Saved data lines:
## BEGIN

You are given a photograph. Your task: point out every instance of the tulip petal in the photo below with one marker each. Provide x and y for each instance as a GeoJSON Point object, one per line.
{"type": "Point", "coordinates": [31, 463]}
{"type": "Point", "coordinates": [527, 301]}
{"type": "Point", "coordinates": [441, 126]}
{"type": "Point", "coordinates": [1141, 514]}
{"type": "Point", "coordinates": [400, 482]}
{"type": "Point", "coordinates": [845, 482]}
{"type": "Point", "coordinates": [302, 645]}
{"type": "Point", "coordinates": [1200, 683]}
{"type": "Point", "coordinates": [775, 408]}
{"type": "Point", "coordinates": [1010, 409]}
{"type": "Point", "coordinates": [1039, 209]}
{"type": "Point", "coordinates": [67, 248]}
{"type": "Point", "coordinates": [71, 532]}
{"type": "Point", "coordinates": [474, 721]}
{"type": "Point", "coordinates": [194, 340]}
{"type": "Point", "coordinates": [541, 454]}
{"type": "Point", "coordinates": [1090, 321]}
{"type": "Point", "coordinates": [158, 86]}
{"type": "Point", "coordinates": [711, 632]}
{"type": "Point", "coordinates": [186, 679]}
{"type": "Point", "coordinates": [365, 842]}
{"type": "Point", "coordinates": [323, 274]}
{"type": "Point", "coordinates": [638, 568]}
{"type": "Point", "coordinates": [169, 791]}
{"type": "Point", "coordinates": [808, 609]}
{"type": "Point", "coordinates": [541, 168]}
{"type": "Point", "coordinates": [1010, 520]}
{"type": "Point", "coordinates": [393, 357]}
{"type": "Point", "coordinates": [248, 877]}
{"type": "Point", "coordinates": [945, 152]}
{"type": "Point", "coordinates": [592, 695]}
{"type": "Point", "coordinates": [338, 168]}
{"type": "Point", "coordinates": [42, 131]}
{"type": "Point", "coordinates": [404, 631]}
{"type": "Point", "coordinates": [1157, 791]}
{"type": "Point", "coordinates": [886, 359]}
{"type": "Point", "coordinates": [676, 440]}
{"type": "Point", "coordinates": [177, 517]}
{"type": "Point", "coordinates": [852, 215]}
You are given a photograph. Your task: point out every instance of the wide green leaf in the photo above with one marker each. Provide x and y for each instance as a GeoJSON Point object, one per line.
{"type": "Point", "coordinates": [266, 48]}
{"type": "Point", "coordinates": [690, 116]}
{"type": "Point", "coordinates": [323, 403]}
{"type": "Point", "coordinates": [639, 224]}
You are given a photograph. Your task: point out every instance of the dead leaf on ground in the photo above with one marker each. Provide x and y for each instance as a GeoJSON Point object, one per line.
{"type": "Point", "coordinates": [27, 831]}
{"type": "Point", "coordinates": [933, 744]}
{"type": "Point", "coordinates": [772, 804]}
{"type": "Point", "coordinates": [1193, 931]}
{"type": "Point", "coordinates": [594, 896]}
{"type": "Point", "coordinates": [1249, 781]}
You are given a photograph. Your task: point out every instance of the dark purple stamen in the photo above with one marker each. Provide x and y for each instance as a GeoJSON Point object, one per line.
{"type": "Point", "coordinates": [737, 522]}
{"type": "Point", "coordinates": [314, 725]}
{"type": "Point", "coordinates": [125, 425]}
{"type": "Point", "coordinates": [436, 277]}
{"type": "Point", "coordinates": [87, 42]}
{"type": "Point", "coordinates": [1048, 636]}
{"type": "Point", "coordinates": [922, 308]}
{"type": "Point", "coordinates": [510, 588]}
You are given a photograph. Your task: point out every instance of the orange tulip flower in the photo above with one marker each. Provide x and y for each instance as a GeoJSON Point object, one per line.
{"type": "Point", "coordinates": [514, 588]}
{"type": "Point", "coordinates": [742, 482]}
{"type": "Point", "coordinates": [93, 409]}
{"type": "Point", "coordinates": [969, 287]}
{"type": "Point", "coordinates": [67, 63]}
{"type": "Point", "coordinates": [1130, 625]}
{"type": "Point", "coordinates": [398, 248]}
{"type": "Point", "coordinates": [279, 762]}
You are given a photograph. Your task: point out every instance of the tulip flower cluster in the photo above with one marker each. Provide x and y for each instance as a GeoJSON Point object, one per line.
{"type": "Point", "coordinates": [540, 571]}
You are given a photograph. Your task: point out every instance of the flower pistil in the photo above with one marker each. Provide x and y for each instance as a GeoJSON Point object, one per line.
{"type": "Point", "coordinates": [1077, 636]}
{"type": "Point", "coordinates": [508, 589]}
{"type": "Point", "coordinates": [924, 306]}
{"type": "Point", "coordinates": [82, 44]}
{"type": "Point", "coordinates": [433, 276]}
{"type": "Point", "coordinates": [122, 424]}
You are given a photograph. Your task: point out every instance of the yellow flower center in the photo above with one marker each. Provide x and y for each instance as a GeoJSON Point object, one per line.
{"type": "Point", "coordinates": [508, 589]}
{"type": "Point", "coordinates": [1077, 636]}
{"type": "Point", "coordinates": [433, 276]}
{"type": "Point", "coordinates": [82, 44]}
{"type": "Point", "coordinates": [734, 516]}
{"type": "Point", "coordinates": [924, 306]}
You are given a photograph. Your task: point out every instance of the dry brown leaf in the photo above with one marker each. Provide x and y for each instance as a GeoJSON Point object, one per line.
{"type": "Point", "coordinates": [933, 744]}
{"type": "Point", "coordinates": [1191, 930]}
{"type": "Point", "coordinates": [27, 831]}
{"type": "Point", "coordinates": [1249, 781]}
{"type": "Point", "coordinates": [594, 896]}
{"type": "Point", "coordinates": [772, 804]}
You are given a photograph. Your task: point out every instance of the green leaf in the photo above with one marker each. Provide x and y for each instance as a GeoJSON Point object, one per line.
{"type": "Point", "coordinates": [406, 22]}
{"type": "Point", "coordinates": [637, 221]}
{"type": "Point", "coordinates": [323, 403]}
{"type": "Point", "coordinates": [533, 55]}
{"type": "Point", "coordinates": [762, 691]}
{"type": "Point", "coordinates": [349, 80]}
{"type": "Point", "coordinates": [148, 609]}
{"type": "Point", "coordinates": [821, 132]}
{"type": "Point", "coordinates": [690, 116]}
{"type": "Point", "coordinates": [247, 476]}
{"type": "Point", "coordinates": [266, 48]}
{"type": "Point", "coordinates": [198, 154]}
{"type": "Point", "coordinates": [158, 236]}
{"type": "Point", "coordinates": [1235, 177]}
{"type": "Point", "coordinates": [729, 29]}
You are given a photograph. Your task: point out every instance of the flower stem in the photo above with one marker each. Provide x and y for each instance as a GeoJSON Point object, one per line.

## END

Task objective: Rewrite the lines from the one containing "the dry brown" through the end of the lines, replacing "photograph" with "snapshot" and changing nothing else.

Full output:
You are given a snapshot. Your task: point out every instance of the dry brown leaf in the photo above with one marker each. Provide x and y for each instance as a GeoJSON Point object, one per line.
{"type": "Point", "coordinates": [933, 744]}
{"type": "Point", "coordinates": [1191, 930]}
{"type": "Point", "coordinates": [27, 831]}
{"type": "Point", "coordinates": [1249, 781]}
{"type": "Point", "coordinates": [594, 896]}
{"type": "Point", "coordinates": [772, 804]}
You are given a snapshot. Your task: point out every instance of the green leaf in the photo above with one marker each. Provide x and y for each instance as a GeoJSON Point object, one per line.
{"type": "Point", "coordinates": [406, 22]}
{"type": "Point", "coordinates": [637, 221]}
{"type": "Point", "coordinates": [323, 403]}
{"type": "Point", "coordinates": [533, 55]}
{"type": "Point", "coordinates": [762, 691]}
{"type": "Point", "coordinates": [349, 80]}
{"type": "Point", "coordinates": [148, 609]}
{"type": "Point", "coordinates": [821, 132]}
{"type": "Point", "coordinates": [690, 116]}
{"type": "Point", "coordinates": [247, 476]}
{"type": "Point", "coordinates": [266, 48]}
{"type": "Point", "coordinates": [198, 154]}
{"type": "Point", "coordinates": [158, 236]}
{"type": "Point", "coordinates": [1235, 177]}
{"type": "Point", "coordinates": [729, 29]}
You are given a snapshot. Your task: point out every instance of the flower stem in the photo above with one marker each. Provide x and y for each instance as a GeoJSON Point object, one per line.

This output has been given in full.